§ **The exercise**
State how many of the lines below contain the word "green". Give only the number.

§ **Records shown**
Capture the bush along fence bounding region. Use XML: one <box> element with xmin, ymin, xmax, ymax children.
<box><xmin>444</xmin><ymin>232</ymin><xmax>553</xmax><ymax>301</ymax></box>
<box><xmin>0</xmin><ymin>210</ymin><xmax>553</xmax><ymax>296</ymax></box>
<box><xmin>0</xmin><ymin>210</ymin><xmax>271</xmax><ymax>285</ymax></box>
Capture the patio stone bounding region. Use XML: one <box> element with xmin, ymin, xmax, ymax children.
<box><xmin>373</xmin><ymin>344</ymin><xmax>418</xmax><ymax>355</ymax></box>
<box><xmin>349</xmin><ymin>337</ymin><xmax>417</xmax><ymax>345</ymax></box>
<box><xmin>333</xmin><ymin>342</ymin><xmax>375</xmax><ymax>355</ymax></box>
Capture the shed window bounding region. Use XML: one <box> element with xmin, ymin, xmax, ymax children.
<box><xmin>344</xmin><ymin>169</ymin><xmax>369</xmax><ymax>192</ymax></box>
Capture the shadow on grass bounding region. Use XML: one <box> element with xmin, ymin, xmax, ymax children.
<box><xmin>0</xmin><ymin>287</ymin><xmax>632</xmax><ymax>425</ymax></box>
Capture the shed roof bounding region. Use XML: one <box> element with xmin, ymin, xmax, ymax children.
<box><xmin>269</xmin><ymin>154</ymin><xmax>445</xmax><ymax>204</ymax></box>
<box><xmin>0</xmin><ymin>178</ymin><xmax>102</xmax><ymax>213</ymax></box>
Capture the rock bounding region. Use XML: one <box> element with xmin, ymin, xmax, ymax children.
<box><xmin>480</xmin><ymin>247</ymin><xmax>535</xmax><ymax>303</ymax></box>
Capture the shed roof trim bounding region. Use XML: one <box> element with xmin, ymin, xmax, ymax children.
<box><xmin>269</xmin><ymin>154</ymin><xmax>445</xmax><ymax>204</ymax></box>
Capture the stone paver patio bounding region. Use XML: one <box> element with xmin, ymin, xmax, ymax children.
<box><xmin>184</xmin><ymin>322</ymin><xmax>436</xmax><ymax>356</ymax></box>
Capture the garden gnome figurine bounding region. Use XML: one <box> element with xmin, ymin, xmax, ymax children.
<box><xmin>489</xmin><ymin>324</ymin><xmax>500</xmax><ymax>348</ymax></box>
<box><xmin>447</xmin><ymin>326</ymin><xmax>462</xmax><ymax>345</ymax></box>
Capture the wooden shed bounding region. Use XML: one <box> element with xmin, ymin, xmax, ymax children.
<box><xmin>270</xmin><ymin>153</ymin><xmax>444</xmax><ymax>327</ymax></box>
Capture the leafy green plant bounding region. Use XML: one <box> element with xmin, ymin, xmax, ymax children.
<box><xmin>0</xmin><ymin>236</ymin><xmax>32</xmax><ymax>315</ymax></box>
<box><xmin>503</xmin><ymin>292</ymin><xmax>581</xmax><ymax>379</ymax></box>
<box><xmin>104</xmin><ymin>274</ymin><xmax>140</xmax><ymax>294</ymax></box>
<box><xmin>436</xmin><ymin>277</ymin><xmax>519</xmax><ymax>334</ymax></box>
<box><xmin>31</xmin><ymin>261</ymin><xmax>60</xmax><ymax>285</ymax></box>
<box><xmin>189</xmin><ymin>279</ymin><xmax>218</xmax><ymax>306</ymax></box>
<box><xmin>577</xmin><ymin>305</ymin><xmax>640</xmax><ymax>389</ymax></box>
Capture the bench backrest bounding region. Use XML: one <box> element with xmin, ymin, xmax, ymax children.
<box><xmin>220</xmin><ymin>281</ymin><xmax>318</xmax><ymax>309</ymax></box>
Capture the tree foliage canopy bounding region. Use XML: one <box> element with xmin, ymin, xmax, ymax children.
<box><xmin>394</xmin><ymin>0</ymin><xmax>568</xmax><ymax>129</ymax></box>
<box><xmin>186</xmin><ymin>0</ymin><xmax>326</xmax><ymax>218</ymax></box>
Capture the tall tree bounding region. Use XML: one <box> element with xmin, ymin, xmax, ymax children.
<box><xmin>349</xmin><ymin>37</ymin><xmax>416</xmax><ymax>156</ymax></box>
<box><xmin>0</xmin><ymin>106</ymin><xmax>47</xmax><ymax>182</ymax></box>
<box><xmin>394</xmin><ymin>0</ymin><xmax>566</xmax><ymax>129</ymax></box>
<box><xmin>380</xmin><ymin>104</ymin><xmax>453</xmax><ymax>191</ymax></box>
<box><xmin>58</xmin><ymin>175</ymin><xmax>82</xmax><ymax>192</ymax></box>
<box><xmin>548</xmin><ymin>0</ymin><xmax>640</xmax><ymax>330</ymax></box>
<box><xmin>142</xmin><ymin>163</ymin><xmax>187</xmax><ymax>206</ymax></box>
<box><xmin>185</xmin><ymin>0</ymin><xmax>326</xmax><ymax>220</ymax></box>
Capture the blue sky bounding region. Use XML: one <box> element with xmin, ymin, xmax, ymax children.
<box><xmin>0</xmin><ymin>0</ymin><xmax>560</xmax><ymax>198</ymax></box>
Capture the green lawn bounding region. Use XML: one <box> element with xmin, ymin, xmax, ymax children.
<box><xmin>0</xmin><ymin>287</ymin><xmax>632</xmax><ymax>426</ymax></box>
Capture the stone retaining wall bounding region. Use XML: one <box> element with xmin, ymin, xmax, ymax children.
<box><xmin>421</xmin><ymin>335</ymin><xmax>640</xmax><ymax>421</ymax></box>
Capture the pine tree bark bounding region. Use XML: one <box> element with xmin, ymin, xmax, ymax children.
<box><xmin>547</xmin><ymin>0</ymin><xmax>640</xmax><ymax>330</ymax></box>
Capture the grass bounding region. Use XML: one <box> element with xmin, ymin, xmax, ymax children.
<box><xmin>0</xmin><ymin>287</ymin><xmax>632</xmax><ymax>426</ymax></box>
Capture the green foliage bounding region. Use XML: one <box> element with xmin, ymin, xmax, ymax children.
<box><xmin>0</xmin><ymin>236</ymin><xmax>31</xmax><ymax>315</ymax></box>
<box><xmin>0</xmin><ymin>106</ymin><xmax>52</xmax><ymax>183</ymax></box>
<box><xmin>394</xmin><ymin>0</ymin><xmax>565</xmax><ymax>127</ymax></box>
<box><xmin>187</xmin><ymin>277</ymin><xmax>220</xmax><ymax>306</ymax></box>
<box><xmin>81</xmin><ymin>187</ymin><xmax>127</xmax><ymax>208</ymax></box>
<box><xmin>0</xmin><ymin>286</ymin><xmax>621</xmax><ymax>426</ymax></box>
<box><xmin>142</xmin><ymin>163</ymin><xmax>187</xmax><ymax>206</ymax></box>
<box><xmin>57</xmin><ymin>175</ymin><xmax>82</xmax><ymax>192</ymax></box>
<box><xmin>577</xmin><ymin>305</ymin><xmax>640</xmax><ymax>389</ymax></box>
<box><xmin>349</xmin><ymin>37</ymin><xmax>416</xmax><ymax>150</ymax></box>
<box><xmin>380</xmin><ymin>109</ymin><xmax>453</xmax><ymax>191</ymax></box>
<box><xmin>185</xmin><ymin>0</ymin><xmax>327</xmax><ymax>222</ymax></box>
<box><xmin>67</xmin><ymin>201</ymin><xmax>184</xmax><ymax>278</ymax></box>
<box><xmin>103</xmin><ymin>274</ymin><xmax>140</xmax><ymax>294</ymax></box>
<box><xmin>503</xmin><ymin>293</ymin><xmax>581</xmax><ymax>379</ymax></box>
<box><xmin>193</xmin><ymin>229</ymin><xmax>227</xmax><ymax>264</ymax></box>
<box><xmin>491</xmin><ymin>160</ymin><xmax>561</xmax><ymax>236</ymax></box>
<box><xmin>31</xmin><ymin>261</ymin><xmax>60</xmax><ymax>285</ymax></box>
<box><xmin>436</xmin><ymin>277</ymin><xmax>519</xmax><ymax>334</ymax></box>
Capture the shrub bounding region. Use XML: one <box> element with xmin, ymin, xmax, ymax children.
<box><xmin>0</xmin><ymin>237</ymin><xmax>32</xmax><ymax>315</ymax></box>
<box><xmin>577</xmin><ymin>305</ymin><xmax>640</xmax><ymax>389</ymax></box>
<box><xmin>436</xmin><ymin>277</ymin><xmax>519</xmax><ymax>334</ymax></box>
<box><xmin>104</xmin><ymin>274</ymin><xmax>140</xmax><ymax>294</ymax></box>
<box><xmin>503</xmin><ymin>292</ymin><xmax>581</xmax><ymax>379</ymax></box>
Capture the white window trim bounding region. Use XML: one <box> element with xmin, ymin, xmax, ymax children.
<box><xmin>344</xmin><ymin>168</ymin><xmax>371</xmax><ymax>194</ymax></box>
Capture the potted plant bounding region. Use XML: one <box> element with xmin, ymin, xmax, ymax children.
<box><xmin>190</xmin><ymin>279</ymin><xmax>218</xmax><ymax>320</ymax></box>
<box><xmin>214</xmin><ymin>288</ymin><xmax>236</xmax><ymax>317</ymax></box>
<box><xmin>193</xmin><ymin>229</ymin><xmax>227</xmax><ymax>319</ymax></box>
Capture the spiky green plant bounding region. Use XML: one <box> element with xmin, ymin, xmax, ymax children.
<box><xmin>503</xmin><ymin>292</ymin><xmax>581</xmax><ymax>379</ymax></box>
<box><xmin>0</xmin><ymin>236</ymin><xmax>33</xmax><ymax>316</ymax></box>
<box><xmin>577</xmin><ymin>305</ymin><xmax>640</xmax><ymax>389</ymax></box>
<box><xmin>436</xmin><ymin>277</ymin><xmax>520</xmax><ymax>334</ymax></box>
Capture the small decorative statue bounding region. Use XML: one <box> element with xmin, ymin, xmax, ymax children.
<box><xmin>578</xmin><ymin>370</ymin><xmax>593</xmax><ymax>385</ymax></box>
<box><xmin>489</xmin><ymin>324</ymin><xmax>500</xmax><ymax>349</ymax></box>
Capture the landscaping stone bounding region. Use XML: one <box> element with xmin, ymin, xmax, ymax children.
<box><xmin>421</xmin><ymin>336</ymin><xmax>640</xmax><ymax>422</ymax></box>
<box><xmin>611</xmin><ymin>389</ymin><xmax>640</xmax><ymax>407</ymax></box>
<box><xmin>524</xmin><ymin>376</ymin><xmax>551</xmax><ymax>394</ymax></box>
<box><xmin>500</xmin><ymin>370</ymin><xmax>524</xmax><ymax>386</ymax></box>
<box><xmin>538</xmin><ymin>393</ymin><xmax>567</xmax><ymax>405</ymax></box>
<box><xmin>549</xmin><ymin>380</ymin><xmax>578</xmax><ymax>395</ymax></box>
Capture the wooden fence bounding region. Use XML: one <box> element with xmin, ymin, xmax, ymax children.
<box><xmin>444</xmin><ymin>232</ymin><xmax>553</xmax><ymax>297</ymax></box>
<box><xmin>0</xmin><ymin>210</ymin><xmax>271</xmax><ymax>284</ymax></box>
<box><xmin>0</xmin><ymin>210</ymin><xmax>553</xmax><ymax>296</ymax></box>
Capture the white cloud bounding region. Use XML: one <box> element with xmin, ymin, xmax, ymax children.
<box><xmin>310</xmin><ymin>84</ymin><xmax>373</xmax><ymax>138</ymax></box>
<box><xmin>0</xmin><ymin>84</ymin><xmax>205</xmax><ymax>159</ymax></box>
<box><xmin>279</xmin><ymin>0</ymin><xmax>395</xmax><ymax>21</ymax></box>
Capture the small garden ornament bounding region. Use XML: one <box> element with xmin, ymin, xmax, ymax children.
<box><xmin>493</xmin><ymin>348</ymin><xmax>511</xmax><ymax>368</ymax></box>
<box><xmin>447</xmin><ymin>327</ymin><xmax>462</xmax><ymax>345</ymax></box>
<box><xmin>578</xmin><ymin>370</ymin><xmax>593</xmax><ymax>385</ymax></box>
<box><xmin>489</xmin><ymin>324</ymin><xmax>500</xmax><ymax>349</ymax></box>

§ **Written solution**
4